AIM
Starting at the line below that contains "Each instance of the man's dark", print each line through the end of the records exactly as it appears.

________

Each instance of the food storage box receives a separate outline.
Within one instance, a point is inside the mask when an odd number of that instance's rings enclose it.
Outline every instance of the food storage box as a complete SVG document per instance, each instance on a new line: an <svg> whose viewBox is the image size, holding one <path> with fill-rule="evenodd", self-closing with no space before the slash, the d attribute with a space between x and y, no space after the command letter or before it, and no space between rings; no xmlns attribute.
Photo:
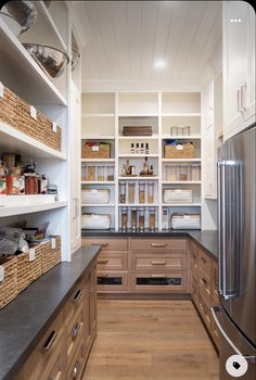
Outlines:
<svg viewBox="0 0 256 380"><path fill-rule="evenodd" d="M200 214L176 214L170 218L172 229L200 229Z"/></svg>
<svg viewBox="0 0 256 380"><path fill-rule="evenodd" d="M164 190L165 203L192 203L192 189L165 189Z"/></svg>
<svg viewBox="0 0 256 380"><path fill-rule="evenodd" d="M165 145L165 159L192 159L194 145L192 142L175 143Z"/></svg>
<svg viewBox="0 0 256 380"><path fill-rule="evenodd" d="M85 214L81 216L81 228L85 229L110 229L111 215Z"/></svg>
<svg viewBox="0 0 256 380"><path fill-rule="evenodd" d="M82 159L111 159L111 143L82 141L81 157Z"/></svg>
<svg viewBox="0 0 256 380"><path fill-rule="evenodd" d="M108 189L84 189L81 190L81 203L106 204L110 202Z"/></svg>

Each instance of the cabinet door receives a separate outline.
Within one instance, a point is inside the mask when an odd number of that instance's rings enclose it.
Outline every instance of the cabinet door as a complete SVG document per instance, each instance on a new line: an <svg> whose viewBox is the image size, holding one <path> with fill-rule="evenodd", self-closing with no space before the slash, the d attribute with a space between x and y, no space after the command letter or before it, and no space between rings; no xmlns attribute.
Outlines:
<svg viewBox="0 0 256 380"><path fill-rule="evenodd" d="M80 93L72 81L71 87L71 132L69 132L69 177L71 177L71 251L80 246Z"/></svg>
<svg viewBox="0 0 256 380"><path fill-rule="evenodd" d="M247 69L246 15L246 2L223 1L223 132L228 137L243 123L241 87L246 83Z"/></svg>

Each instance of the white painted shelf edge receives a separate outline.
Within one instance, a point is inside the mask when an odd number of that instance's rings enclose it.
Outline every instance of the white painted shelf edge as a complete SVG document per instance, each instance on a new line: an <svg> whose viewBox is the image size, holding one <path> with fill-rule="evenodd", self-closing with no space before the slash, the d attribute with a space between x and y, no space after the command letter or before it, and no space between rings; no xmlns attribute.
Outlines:
<svg viewBox="0 0 256 380"><path fill-rule="evenodd" d="M33 156L39 157L49 157L49 159L59 159L66 160L65 155L62 152L55 151L52 148L47 147L42 142L21 132L20 130L10 127L9 125L0 122L0 137L1 139L5 137L9 140L9 143L15 145L15 150L21 149L26 154L31 154ZM0 145L2 141L0 139Z"/></svg>
<svg viewBox="0 0 256 380"><path fill-rule="evenodd" d="M11 195L10 195L11 197ZM15 195L13 195L15 197ZM0 206L0 217L37 213L42 211L66 207L66 202L40 203L22 206Z"/></svg>

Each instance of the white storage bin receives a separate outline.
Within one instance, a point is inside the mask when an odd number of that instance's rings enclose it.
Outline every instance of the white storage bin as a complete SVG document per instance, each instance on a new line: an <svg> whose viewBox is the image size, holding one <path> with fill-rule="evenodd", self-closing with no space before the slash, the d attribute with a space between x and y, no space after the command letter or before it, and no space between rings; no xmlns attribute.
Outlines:
<svg viewBox="0 0 256 380"><path fill-rule="evenodd" d="M84 189L81 190L81 203L106 204L110 202L108 189Z"/></svg>
<svg viewBox="0 0 256 380"><path fill-rule="evenodd" d="M110 229L111 215L85 214L81 215L81 228L84 229Z"/></svg>
<svg viewBox="0 0 256 380"><path fill-rule="evenodd" d="M200 229L199 214L172 214L170 218L172 229Z"/></svg>
<svg viewBox="0 0 256 380"><path fill-rule="evenodd" d="M164 202L171 204L192 203L192 189L165 189Z"/></svg>

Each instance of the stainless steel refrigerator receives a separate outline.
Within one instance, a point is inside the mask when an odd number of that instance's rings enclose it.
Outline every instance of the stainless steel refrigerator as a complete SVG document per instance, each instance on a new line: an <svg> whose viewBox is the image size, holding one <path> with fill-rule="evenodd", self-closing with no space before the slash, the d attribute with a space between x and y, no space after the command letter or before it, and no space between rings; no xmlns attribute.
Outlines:
<svg viewBox="0 0 256 380"><path fill-rule="evenodd" d="M256 379L255 170L253 125L227 140L218 152L220 305L212 313L220 335L220 380L234 379L226 369L226 360L235 354L243 355L248 365L240 378Z"/></svg>

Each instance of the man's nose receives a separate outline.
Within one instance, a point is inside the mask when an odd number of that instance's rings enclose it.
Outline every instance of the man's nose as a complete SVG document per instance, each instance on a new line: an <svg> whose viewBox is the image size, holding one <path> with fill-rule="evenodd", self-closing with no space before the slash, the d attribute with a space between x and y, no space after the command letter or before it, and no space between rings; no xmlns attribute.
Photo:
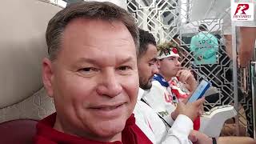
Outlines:
<svg viewBox="0 0 256 144"><path fill-rule="evenodd" d="M179 62L178 60L177 60L177 63L176 63L177 66L180 66L182 65L182 62Z"/></svg>
<svg viewBox="0 0 256 144"><path fill-rule="evenodd" d="M120 80L117 78L114 70L103 72L101 78L101 82L97 87L97 92L100 95L115 97L118 95L122 87Z"/></svg>

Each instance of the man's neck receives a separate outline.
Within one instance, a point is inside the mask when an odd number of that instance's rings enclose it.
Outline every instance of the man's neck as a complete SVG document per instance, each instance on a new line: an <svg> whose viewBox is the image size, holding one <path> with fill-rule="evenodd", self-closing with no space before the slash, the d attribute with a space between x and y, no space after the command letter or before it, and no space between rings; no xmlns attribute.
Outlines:
<svg viewBox="0 0 256 144"><path fill-rule="evenodd" d="M162 74L162 73L159 73L159 74L165 78L165 80L166 80L166 82L170 81L171 78L173 78L173 77L170 77L170 76L164 75L164 74Z"/></svg>
<svg viewBox="0 0 256 144"><path fill-rule="evenodd" d="M72 130L67 130L62 126L61 121L59 121L59 119L58 118L58 116L56 117L56 121L55 121L55 123L54 126L54 129L55 129L58 131L61 131L62 133L70 134L70 135L82 137L82 138L88 138L90 140L95 140L95 141L98 141L98 142L113 142L115 141L122 142L122 133L121 132L119 134L114 135L114 136L107 137L107 138L106 137L106 138L98 138L96 135L91 135L90 134L86 134L86 133L79 133L79 132L75 133L74 131L71 132Z"/></svg>

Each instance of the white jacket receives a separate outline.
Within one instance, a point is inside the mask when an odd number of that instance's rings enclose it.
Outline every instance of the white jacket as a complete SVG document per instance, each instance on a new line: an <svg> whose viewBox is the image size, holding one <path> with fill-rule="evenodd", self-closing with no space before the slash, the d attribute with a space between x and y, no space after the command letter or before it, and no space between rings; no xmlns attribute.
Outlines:
<svg viewBox="0 0 256 144"><path fill-rule="evenodd" d="M188 135L193 129L192 121L181 114L169 128L150 106L141 101L145 94L146 91L139 90L134 114L137 126L151 142L157 144L191 144Z"/></svg>

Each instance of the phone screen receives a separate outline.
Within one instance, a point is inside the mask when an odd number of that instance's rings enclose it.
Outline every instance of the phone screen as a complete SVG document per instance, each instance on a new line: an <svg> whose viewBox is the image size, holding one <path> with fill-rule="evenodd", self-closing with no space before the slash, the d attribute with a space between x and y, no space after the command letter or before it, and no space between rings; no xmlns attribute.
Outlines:
<svg viewBox="0 0 256 144"><path fill-rule="evenodd" d="M210 86L210 83L206 80L201 81L200 84L197 87L197 89L194 90L190 99L187 101L187 102L193 102L198 98L201 98L203 94L206 93L206 91L209 89Z"/></svg>

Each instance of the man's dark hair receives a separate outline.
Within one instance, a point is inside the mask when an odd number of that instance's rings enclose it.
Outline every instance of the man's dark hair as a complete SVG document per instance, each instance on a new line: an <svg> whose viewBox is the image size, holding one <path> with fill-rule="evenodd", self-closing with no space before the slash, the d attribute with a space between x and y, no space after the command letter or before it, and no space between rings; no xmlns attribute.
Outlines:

________

RESULT BELOW
Each instance of the man's dark hair receives a separate outline.
Within one instance, a point is inside the mask when an odd number of that instance's rings enclose it.
Outline every instance of the man's dark hair as a complete SVG document per instance, each instance on a new line: an <svg> whose viewBox is the image size, holding one <path> with fill-rule="evenodd", self-closing with no space before the slash, the d attribute with a space between x and y, no space after the command letter or before it, and no space between rings; no xmlns attribute.
Outlines:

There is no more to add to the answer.